[start]

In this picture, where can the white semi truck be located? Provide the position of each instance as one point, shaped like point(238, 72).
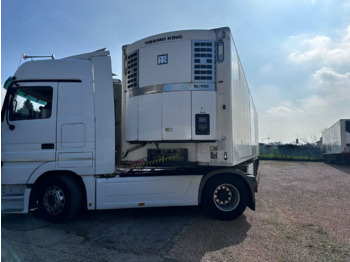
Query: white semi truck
point(180, 130)
point(336, 142)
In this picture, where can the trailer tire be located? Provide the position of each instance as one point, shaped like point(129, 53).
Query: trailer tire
point(225, 197)
point(60, 199)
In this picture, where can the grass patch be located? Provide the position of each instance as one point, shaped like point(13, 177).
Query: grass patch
point(287, 158)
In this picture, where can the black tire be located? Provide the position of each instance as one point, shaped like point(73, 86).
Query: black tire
point(225, 197)
point(60, 199)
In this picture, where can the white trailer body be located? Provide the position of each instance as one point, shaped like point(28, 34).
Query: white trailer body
point(64, 122)
point(336, 142)
point(187, 89)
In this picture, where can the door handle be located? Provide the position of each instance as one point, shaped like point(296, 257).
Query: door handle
point(47, 146)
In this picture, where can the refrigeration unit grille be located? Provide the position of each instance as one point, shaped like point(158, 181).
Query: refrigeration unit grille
point(132, 70)
point(203, 61)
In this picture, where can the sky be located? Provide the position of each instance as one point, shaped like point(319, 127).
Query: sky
point(295, 53)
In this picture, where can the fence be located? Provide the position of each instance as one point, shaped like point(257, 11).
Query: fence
point(306, 152)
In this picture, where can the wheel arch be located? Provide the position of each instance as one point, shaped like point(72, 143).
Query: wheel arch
point(247, 180)
point(40, 181)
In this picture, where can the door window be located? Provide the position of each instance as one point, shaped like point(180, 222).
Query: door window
point(31, 102)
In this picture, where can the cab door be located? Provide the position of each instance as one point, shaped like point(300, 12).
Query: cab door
point(28, 136)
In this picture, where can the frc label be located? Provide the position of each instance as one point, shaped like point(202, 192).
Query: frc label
point(163, 39)
point(162, 59)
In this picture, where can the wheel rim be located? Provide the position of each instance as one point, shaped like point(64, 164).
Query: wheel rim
point(226, 197)
point(54, 200)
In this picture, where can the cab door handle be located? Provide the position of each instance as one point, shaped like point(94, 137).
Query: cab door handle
point(47, 146)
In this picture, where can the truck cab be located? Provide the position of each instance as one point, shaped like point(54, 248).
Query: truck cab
point(53, 122)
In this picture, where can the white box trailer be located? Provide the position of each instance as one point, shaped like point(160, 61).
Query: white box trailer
point(336, 142)
point(182, 130)
point(187, 90)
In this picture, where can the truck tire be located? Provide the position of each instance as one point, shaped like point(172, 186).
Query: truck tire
point(60, 199)
point(225, 197)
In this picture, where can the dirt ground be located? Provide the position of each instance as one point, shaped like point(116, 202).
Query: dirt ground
point(303, 214)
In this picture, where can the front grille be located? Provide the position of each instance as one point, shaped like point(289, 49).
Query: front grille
point(203, 58)
point(132, 70)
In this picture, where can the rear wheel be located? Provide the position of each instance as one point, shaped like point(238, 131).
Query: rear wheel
point(60, 199)
point(225, 197)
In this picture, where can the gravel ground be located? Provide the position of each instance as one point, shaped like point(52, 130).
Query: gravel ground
point(302, 214)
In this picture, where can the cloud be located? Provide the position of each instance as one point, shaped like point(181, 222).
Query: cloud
point(326, 90)
point(321, 49)
point(329, 81)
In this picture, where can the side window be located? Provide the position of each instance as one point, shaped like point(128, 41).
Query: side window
point(31, 102)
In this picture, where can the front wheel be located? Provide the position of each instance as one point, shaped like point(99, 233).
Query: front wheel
point(225, 197)
point(60, 199)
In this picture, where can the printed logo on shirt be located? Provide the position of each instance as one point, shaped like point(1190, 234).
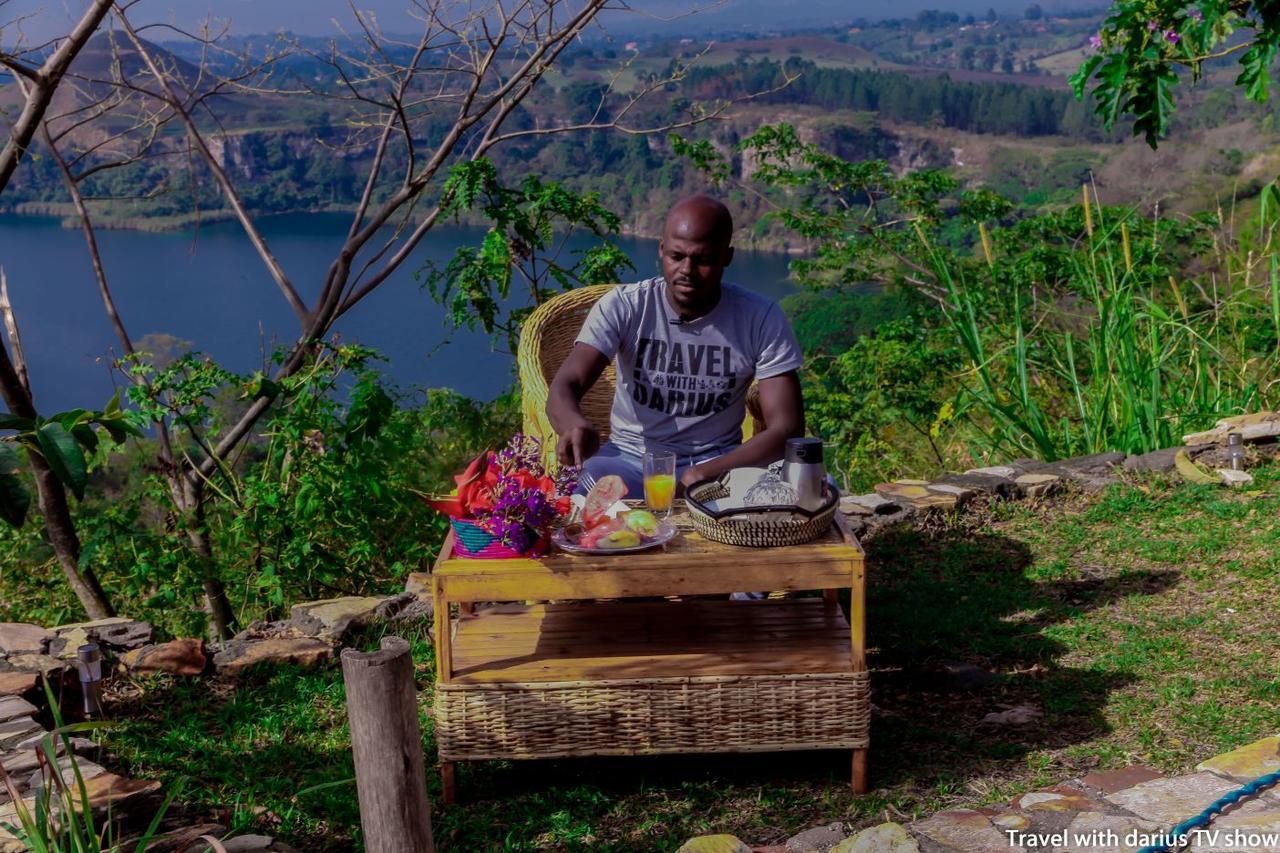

[end]

→ Exercise prompt: Pull out each line of the listing above that contains the word "window", and copy those lines in full.

→ Exercise answer:
In this picture, where can the door window be located? Provide the position of each instance as one point, shaped like point(180, 222).
Query: door window
In this picture, where can the side window be located? Provide the position of each instance as one point, shaped like point(128, 41).
Query: side window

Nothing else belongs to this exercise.